Stated goal 1: Identify every line in the records below that contains the string "person", and copy each such line. Case counts.

Former Mayor Maurice Ferré received an Honorary Doctor of Public Service at the Summer 2012 Commencement Exercises on August 13, 2012. The Puerto Rican-born public servant is a former six-term mayor of the City of Miami and the first Hispanic mayor of a major American city, serving from 1973-1985. He currently is the chair of the Miami Dade County Expressway Authority and serves on the Florida Transportation Commission. As mayor, Ferré provided leadership and vision when Miami took its place as one of the world’s most vibrant, eclectic and diverse international cities. Throughout his years in office, he focused on economic development, job creation and a visionary approach to improving South Florida’s transportation and public infrastructure, as well as on transforming the area into a center for inter-American trade, banking and commerce. He remains active in business, commentary on current affairs, teaching and in public service. In 2006, he explored issues concerning Puerto Rico, its identity and political status in his book ¿Hacia Dónde Va Puerto Rico? (Where is Puerto Rico Headed?). His career has been marked by a style of public service that encourages people of widely different views and philosophies to work together in the name of the common good and progress. Ferré himself embarked on that journey early on, first as a member of the Florida House of Representatives from 1966-1967 and then as a commissioner and later mayor of the City of Miami and, years later, as vice chairman of the Dade County Board of Commissioners.

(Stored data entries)
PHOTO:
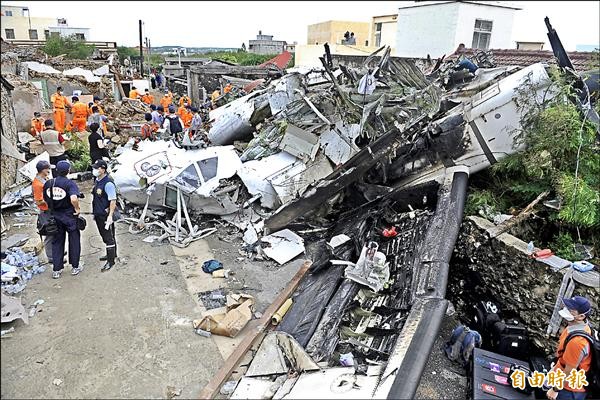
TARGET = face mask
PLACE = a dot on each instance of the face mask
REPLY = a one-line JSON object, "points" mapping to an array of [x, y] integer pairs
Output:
{"points": [[566, 314]]}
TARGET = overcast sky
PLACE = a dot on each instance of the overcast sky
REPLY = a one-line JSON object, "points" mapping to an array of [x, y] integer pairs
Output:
{"points": [[229, 23]]}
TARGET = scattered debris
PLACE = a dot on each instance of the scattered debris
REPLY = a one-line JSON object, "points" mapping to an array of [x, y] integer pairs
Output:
{"points": [[230, 322]]}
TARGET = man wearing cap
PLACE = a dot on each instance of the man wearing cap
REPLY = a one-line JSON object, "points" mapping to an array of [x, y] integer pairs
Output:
{"points": [[37, 124], [104, 204], [37, 186], [52, 141], [173, 123], [62, 196], [577, 354]]}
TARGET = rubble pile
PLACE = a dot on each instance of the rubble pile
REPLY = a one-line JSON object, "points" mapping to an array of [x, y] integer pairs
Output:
{"points": [[490, 270], [17, 268]]}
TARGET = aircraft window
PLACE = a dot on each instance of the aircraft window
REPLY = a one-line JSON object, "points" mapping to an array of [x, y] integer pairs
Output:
{"points": [[208, 168]]}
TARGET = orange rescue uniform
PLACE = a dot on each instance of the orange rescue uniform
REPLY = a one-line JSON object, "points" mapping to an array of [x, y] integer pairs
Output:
{"points": [[165, 101], [59, 102], [148, 99], [184, 99], [186, 116], [79, 116], [37, 126]]}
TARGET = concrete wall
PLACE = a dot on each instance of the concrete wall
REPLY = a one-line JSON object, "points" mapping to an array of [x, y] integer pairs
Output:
{"points": [[429, 29], [21, 26], [389, 31], [501, 17], [8, 165], [333, 32], [308, 55], [438, 29]]}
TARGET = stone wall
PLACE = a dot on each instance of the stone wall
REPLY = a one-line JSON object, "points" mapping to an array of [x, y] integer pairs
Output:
{"points": [[8, 165], [496, 270]]}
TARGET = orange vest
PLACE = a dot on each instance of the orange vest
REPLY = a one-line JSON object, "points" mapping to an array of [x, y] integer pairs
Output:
{"points": [[59, 101], [37, 124], [79, 110]]}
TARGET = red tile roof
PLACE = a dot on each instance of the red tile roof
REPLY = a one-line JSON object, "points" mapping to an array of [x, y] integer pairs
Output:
{"points": [[502, 57], [281, 60]]}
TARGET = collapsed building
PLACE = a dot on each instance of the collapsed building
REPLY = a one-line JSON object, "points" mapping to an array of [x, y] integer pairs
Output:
{"points": [[370, 164]]}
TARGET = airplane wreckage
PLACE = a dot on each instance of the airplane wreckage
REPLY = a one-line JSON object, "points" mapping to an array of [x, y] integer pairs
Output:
{"points": [[345, 165]]}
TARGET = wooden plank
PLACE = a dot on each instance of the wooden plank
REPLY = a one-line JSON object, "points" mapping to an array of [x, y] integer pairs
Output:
{"points": [[212, 388]]}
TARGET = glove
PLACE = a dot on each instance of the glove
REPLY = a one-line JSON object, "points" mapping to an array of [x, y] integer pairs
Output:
{"points": [[108, 223]]}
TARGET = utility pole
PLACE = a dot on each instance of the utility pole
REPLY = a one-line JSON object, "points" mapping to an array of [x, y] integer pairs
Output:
{"points": [[141, 51]]}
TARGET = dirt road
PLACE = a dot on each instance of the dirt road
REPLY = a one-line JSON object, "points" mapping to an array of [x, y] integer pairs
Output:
{"points": [[126, 332]]}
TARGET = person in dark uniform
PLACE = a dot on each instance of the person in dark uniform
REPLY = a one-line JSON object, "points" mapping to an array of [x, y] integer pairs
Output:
{"points": [[104, 205], [62, 196]]}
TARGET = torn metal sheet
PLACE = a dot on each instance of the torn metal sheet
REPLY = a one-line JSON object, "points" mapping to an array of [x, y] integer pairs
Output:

Stated goal 2:
Answer the following questions using the passage on Maurice Ferré above.
(a) On what date did Ferré receive his Honorary Doctor of Public Service?
(b) In what year did he publish a book exploring Puerto Rico's identity and political status?
(c) During which years was he a member of the Florida House of Representatives?

Exercise response 1:
TARGET = person in dark uniform
PLACE = a dot on each instance of the person in dark uniform

Exercise response 2:
(a) August 13, 2012
(b) 2006
(c) 1966-1967